[START OF PROVIDED RECORDS]
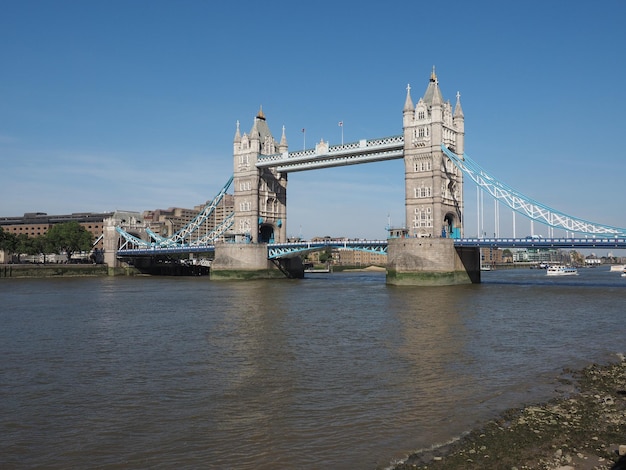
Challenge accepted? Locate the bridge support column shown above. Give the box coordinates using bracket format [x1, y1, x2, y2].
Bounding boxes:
[387, 238, 480, 286]
[210, 243, 304, 280]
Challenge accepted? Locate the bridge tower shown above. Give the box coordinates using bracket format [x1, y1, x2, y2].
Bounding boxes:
[211, 108, 304, 280]
[233, 108, 287, 243]
[387, 67, 480, 286]
[402, 67, 465, 238]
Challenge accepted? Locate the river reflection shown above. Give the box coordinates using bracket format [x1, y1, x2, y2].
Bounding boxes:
[0, 270, 626, 469]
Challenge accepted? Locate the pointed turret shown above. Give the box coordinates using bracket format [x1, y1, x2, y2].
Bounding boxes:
[454, 91, 464, 118]
[402, 84, 414, 113]
[278, 126, 288, 153]
[234, 119, 241, 143]
[424, 65, 443, 106]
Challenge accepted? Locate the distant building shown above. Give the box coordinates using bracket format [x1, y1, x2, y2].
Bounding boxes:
[0, 212, 115, 249]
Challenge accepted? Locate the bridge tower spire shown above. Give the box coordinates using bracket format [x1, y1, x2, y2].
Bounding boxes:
[403, 67, 465, 238]
[233, 107, 287, 243]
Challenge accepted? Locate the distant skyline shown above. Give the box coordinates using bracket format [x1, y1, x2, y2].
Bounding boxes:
[0, 0, 626, 239]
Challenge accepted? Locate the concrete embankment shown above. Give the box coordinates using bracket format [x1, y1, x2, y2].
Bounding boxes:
[0, 264, 109, 278]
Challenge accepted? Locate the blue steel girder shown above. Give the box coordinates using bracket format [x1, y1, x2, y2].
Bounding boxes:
[267, 240, 387, 259]
[115, 227, 150, 250]
[165, 176, 234, 246]
[189, 212, 235, 246]
[256, 135, 404, 173]
[441, 144, 626, 237]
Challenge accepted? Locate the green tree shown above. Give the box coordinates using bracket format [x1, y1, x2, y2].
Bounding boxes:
[13, 233, 31, 263]
[46, 221, 93, 261]
[27, 235, 54, 263]
[319, 248, 333, 263]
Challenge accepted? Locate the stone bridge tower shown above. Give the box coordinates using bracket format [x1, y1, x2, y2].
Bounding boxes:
[233, 108, 287, 243]
[403, 67, 465, 238]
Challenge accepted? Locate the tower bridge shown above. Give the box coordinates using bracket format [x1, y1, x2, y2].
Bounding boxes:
[105, 69, 626, 285]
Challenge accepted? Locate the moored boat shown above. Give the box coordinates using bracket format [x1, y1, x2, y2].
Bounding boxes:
[546, 264, 578, 276]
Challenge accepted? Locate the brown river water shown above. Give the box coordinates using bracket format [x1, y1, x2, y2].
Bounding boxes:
[0, 267, 626, 470]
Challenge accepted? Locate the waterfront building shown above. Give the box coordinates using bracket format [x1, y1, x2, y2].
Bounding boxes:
[0, 212, 115, 249]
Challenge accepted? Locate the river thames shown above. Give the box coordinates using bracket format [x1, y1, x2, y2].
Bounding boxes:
[0, 266, 626, 470]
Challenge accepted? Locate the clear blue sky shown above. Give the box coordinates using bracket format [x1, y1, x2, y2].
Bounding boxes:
[0, 0, 626, 238]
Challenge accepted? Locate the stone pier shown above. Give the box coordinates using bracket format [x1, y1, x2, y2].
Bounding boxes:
[387, 238, 480, 286]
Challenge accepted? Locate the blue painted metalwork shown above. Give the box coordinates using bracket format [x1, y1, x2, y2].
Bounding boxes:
[267, 240, 387, 259]
[454, 237, 626, 249]
[117, 237, 626, 259]
[256, 135, 404, 173]
[115, 176, 234, 253]
[441, 144, 626, 237]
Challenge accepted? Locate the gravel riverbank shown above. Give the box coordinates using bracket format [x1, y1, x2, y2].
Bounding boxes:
[394, 357, 626, 470]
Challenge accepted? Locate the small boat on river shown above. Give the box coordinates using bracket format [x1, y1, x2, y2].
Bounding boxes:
[546, 264, 578, 276]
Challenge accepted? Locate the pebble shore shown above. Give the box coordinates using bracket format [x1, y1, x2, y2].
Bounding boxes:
[394, 357, 626, 470]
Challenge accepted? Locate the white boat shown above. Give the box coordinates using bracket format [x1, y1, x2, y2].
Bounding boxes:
[546, 264, 578, 276]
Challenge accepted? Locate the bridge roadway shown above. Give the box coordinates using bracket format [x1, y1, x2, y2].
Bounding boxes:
[117, 237, 626, 259]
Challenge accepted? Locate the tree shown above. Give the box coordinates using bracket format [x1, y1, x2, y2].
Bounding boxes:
[46, 221, 93, 261]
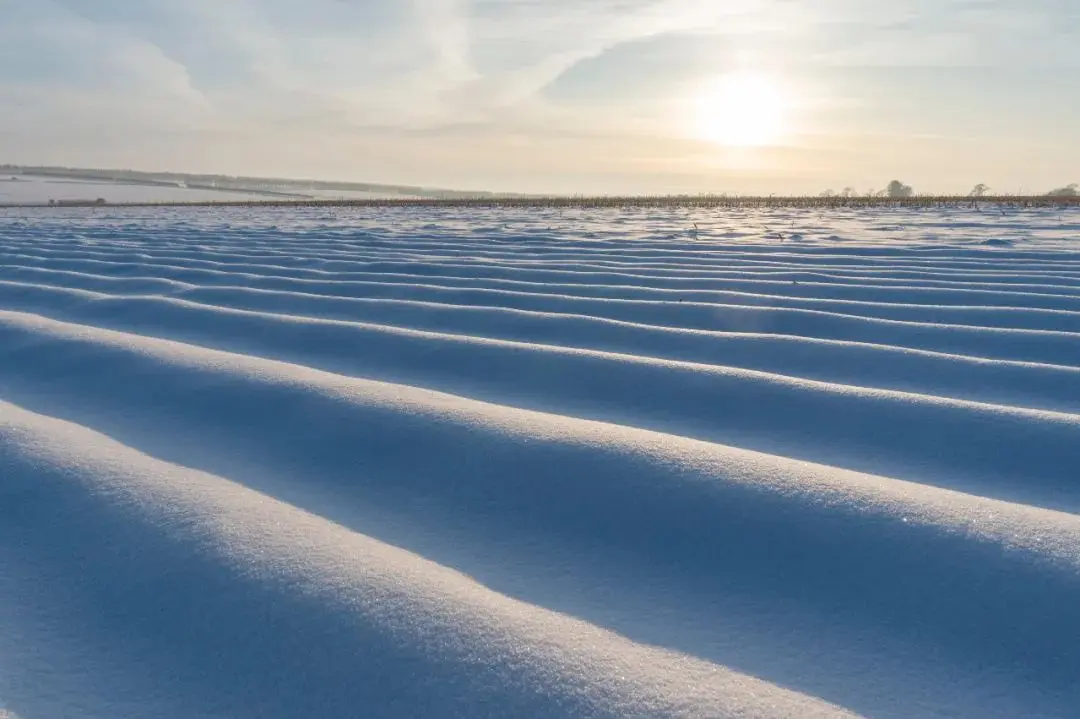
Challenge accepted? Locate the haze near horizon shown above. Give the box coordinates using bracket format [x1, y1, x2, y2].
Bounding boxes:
[0, 0, 1080, 194]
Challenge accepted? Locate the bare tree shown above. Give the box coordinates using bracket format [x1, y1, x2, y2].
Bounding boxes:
[885, 180, 915, 198]
[1047, 182, 1080, 198]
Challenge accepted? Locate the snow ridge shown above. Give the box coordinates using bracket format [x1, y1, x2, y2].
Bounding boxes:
[0, 204, 1080, 719]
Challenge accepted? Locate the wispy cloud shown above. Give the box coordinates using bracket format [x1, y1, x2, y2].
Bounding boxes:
[0, 0, 1080, 189]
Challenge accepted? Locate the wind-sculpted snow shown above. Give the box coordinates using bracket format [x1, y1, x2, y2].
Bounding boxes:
[0, 208, 1080, 719]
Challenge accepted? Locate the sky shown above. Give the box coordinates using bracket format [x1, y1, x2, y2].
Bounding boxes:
[0, 0, 1080, 194]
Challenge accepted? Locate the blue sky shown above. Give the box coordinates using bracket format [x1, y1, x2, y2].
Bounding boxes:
[0, 0, 1080, 192]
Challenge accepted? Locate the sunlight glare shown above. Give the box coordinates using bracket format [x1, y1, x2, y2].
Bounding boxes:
[698, 72, 787, 148]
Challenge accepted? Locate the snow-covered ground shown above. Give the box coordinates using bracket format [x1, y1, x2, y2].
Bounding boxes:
[0, 207, 1080, 719]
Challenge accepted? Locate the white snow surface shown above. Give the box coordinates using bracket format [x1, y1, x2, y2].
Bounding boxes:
[0, 207, 1080, 719]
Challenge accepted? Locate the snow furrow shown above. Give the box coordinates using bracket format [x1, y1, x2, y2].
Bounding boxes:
[0, 208, 1080, 719]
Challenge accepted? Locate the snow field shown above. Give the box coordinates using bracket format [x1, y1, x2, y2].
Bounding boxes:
[0, 204, 1080, 719]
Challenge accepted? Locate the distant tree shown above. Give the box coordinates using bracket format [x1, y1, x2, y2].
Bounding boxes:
[1047, 182, 1080, 198]
[885, 180, 915, 198]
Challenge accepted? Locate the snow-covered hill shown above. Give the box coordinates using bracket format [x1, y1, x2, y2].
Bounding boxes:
[0, 208, 1080, 719]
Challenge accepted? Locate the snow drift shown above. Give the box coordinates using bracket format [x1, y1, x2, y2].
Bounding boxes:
[0, 204, 1080, 719]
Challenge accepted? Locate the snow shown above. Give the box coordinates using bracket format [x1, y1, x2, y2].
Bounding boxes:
[0, 208, 1080, 719]
[0, 175, 282, 202]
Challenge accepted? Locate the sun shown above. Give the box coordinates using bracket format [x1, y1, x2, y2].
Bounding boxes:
[697, 72, 787, 148]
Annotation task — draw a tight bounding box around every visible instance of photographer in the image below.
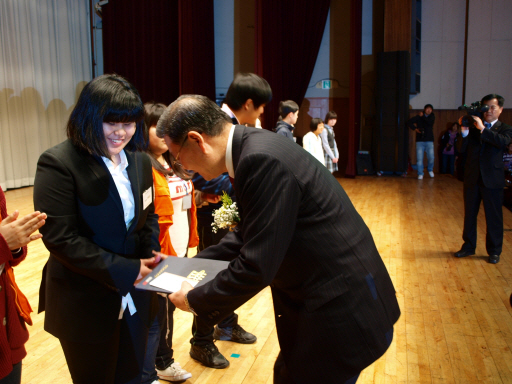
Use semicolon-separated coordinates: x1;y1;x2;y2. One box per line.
405;104;436;180
455;94;512;264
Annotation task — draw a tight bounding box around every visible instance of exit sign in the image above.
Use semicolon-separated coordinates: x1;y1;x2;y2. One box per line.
322;80;332;89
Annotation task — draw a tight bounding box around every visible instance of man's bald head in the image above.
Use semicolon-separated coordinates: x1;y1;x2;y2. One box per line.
156;95;231;143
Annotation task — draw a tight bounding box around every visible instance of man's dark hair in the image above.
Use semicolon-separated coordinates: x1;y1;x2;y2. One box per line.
67;75;148;159
324;111;338;124
224;73;272;111
156;95;231;143
481;93;505;107
309;117;324;132
279;100;299;120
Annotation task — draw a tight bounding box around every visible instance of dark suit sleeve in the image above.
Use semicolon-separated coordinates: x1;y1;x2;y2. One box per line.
34;152;140;295
188;154;301;325
481;124;512;149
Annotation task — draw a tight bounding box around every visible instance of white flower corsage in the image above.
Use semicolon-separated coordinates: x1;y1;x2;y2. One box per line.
212;191;240;233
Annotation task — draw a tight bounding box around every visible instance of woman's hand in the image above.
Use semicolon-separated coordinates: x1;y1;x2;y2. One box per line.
0;210;47;251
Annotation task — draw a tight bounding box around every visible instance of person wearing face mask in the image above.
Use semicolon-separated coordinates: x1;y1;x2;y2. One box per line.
454;94;512;264
274;100;299;141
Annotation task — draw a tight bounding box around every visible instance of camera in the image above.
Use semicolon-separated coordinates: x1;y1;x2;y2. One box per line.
458;101;489;127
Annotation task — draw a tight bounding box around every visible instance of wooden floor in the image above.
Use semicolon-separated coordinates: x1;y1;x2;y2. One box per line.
6;175;512;384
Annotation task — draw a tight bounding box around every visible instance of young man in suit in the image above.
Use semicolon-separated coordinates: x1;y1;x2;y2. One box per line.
455;94;512;264
157;95;400;383
190;73;272;368
405;104;436;180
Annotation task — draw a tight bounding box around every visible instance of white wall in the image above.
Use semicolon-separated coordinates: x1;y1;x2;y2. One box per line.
410;0;468;109
213;0;235;103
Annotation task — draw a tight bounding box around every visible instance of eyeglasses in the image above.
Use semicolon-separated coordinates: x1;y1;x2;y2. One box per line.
172;135;188;169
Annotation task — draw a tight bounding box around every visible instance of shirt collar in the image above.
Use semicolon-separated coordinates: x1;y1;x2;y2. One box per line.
224;124;235;179
221;104;240;124
101;149;128;173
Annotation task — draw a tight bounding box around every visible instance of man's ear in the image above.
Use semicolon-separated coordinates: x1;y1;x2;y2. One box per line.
187;131;206;153
242;99;254;111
[END OF PROVIDED RECORDS]
WHAT YOU NEED TO DO
Output everything from the line containing "Challenge accepted? Locate the wind-sculpted" down to the line containing "[0, 0, 1080, 192]", both included, as a Markdown table with the columns n and Line. Give each line its own numbered row and leave out any blank lines.

THE ANSWER
| n | Line |
|---|---|
| 1 | Challenge accepted? Locate the wind-sculpted snow shown above. Give the box coordinates using bracket format [x1, y1, x2, y2]. |
| 2 | Bounding boxes: |
| 3 | [0, 208, 1080, 719] |
| 4 | Challenge accepted? Locate the sky shown above. Give the box coordinates using bracket format [x1, y1, x2, y2]. |
| 5 | Bounding boxes: |
| 6 | [0, 0, 1080, 194] |
| 7 | Challenge accepted? Locate the blue sky shown above. Give the box coordinates using bracket format [x1, y1, x2, y2]. |
| 8 | Bounding boxes: |
| 9 | [0, 0, 1080, 192] |